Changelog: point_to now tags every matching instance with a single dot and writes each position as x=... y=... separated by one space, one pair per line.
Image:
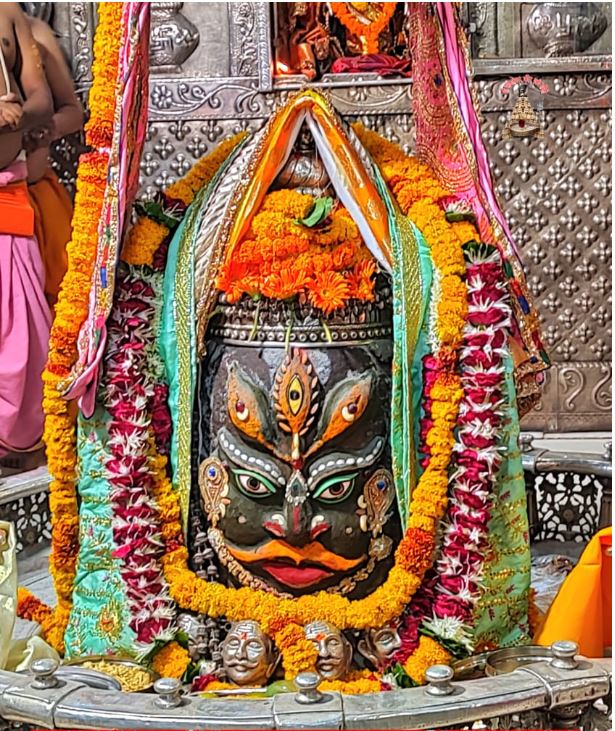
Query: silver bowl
x=76 y=662
x=505 y=661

Try it:
Skip the pictures and output all entries exactly.

Result:
Changelog: point_to now tags every matching instance with a single dot and writes each position as x=... y=... separated by one space, one pair per line.
Image:
Query: silver bowl
x=76 y=662
x=505 y=661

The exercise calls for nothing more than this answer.